Text segment ▸
==================================================

Stress levels among veterinary professionals in companion animal practice worldwide are higher than ever before, with 64% being quite or very stressed as of November 2020, compared with 36% before the COVID-19 pandemic.
Those figures come from a survey of 5,000 veterinary professionals in 91 countries on every continent except Antarctica. The survey was conducted by CM Research, a United Kingdom–based market research agency specializing in the veterinary and pet sectors, in partnership with the World Small Animal Veterinary Association. CM Research presented survey results during the session “Global Impact of COVID-19: The Veterinarian’s Perspective” on March 24 at the joint virtual congress of the WSAVA and the Federation of European Companion Animal Veterinary Associations.
Almost all of the clinics represented by survey respondents implemented additional measures or policies because of the pandemic, said Maria Lindahl, an associate director at the company. The most common measures were wearing personal protective equipment and limiting clients inside clinics. The Americas and Europe put in place a broader array of measures.
“With this change in terms of minimizing face-to-face contact with people naturally also comes a shift in the way that we communicate with clients,” Lindahl said. Worldwide, as of November, 65% of clinics used the phone more than before the pandemic, and 52% of clinics used email more, while 20% used mail less. In addition, 30% of clinics reported using Facebook more than before.
Globally, 88% of veterinary professionals have experienced delivery delays or completely ran out of some products because of the pandemic. North America has been most affected, with only 7% of veterinary professionals not experiencing any supply issues. The most common supply issues globally and in North America involved pharmaceuticals and PPE.
“One thing that we’ve seen is that there’s actually been an increase in the number of clients for many practices,” Lindahl said. Worldwide, 48% of clinics have more clients than before the pandemic, with 77% of clinics in North America having more clients.
“In parallel with this surge in the number of animals, we’re also seeing changing behaviors in terms of things like preventative care,” Lindahl said. Globally, 44% of clinics had a reduction in routine checkups, while just 12% had an increase. In North America, 32% of clinics had a reduction in routine checkups, but 27% had an increase. In the United Kingdom, 60% of clinics had a reduction in vaccinations, compared with just 21% of clinics in the United States.

==================================================

The data ▸
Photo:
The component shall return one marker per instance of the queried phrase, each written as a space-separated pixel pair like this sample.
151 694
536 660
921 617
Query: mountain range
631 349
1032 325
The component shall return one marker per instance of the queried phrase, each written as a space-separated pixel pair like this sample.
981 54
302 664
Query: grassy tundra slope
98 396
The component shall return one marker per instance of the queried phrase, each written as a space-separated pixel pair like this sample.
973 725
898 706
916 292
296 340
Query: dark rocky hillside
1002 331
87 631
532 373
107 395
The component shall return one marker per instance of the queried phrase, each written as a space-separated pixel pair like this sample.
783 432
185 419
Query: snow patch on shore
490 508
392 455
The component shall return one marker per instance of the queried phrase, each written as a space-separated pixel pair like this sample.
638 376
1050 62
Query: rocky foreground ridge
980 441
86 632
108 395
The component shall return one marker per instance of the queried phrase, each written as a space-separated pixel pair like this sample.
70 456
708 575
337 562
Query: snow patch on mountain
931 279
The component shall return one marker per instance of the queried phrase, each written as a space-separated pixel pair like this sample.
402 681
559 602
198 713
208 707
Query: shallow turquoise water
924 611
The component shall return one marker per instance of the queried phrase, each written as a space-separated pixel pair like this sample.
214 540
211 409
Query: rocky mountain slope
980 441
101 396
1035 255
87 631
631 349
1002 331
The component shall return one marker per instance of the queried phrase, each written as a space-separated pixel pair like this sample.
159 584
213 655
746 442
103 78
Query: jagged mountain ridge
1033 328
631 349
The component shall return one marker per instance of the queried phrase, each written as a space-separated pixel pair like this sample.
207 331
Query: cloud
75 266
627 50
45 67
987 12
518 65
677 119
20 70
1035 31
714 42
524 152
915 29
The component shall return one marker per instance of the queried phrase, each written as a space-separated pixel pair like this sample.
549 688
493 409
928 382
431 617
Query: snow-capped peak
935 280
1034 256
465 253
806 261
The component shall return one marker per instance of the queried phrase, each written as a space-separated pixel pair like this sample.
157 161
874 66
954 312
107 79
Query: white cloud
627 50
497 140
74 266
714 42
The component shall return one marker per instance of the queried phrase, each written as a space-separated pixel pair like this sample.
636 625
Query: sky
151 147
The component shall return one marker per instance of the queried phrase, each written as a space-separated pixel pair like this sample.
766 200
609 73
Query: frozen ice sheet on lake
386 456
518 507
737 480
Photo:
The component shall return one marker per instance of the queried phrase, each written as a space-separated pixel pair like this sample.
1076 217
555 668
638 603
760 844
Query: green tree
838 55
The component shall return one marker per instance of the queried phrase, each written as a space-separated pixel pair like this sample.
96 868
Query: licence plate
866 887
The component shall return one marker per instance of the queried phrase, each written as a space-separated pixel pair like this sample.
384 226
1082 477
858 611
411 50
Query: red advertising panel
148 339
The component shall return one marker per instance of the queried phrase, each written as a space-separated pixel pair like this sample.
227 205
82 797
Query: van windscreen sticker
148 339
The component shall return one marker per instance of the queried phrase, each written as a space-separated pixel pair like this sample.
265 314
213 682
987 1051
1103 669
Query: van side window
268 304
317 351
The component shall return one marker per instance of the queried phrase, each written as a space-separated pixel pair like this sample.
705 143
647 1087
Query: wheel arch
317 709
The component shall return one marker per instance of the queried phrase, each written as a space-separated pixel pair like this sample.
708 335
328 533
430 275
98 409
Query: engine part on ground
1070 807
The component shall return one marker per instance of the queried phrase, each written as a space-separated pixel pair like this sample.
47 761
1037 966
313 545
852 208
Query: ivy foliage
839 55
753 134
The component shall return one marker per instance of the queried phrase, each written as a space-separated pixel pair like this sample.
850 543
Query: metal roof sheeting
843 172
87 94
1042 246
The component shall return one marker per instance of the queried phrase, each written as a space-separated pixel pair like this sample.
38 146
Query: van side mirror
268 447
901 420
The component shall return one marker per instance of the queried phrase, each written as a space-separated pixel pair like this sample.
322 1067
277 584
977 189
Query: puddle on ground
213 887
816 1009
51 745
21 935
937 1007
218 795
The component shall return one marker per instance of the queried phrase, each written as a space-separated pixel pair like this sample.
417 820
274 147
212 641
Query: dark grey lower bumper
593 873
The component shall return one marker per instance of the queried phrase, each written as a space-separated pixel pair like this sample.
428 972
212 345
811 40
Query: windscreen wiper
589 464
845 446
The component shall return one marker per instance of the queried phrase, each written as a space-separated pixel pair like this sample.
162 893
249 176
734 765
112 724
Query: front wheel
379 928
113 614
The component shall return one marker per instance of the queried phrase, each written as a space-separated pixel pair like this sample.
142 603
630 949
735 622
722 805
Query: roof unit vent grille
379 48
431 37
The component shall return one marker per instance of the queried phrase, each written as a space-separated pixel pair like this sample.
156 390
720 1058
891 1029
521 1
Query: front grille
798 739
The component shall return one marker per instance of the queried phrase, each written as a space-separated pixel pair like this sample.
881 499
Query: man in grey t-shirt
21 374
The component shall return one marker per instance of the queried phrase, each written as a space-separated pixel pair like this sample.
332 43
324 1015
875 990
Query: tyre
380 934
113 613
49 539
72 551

==================================================

Task instructions ▸
• 1. Rewrite the paragraph of the veterinary survey article that begins "Globally, 88% of veterinary professionals" as a short bulleted list, keeping its main facts.
• 2. Answer these questions from the veterinary survey article, one line per answer:
(a) How many countries did the survey's veterinary professionals come from?
(b) As of November, what percentage of clinics worldwide used the phone more than before the pandemic?
(c) What share of North American clinics have more clients than before the pandemic?
• 3. Resume the veterinary survey article with the next paragraph, picking up after its last sentence.

Responses by task ▸
• 1.
- Worldwide, 88% of veterinary professionals faced delivery delays or ran out of some products because of the pandemic.
- North America was hit hardest: only 7% of its veterinary professionals had no supply issues.
- Pharmaceuticals and PPE were the most common shortages, both globally and in North America.

• 2.
(a) 91 countries.
(b) 65%.
(c) 77%.

• 3.
“What has the toll really been on clinic staff at both a personal and professional level during this pandemic?” Lindahl asked. In the United States, stress levels among veterinary professionals in companion animal practice reflect the worldwide trend, with 71% in the U.S. being quite or very stressed as of November, compared with 35% before the COVID-19 pandemic.
Globally, 26% of veterinary professionals were very or quite dissatisfied with their job as of November, up from 11% before the pandemic. In the U.S., 31% of veterinary professionals were very or quite dissatisfied with their job as of November, up from 13%.
The mean burnout score globally was 4.3 on a scale of 0 to 10 as of November. Broken down by roles, the score was 5.5 for veterinary technicians or nurses, 4.9 for full-time veterinarians who were not owners or partners, 3.8 for part-time or relief veterinarians, and 3.6 for owners or partners. Women had a mean burnout score of 4.6, compared with 3.6 for men. The burnout score decreased with increasing years of experience.
“We all know that this is a really high-pressure profession,” Lindahl said, and mental health issues from before the pandemic have worsened. “So that’s actually really concerning and something that is a conversation that we definitely need to keep going and really think about what can be done about this as we look to the future.”